Article ::
I have found some libraries or web services in PHP that does the job. The problem is that the conversion is done when the page is fully loaded, I would like to convert the page to PDF after some content dynamically added via AJAX in onload event.

Thank you very much, Omar

+4  A: 

When you add content with AJAX, that's only happening on the client's machine, so the server-side PHP conversion code will not work with it. You'll need to come up with a server-side method of including the dynamic content if you want to do the PDF creation on the server.

Randy
+1  A: 

This is a client-side requirement due to the Ajax situation. If they're using a Mac they can simply save as PDF but otherwise you have little control over what they can do.

What you can do however for a server-side implementation is keep a record of the page and all their AJAX requests since loading that page, and construct the HTML and PDF on the server from that record if it is requested. Of course this is not a simple task and quite overkill. You'd probably be better off having a different mechanism to create a server-side PDF report of a page other than turning HTML into PDF.

Stored data ::
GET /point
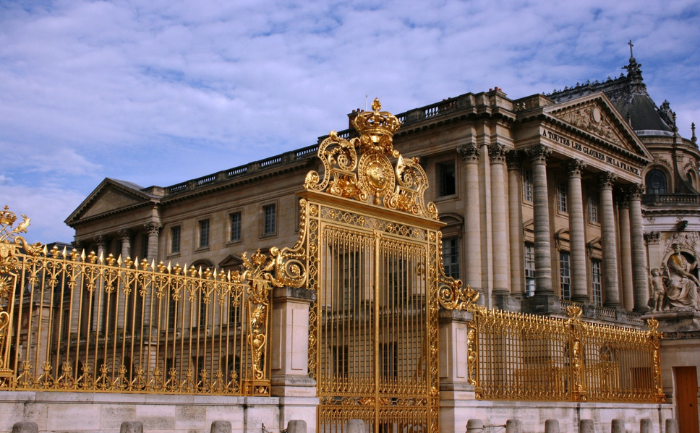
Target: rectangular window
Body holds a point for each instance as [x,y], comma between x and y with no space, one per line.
[450,257]
[529,269]
[144,246]
[593,207]
[561,197]
[269,213]
[565,275]
[596,278]
[203,233]
[527,185]
[174,240]
[448,181]
[235,227]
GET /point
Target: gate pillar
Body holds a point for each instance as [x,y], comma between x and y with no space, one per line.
[290,354]
[455,388]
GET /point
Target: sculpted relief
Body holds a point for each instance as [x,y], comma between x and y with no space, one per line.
[675,285]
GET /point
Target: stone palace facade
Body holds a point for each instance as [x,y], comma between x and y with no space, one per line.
[587,195]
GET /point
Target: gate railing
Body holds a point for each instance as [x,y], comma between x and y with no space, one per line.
[513,356]
[73,321]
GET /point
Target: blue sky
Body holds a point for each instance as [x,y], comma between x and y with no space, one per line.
[160,91]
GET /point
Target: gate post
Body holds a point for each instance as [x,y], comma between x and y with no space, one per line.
[289,355]
[455,388]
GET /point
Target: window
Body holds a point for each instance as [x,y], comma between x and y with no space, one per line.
[593,207]
[529,269]
[450,257]
[203,233]
[656,182]
[565,275]
[596,279]
[561,197]
[269,219]
[144,246]
[527,185]
[447,179]
[174,240]
[235,227]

Tasks ::
1. Reproduce the stretch of the PDF conversion discussion from "When you add" through "they can do.".
2. Render this sentence from the PDF conversion discussion in Spanish: "When you add content with AJAX, that's only happening on the client's machine, so the server-side PHP conversion code will not work with it."

Task-by-task answers ::
1.
When you add content with AJAX, that's only happening on the client's machine, so the server-side PHP conversion code will not work with it. You'll need to come up with a server-side method of including the dynamic content if you want to do the PDF creation on the server.

Randy
+1  A: 

This is a client-side requirement due to the Ajax situation. If they're using a Mac they can simply save as PDF but otherwise you have little control over what they can do.

2. Cuando se añade contenido con AJAX, eso solo ocurre en la máquina del cliente, por lo que el código de conversión PHP del lado del servidor no funcionará con él.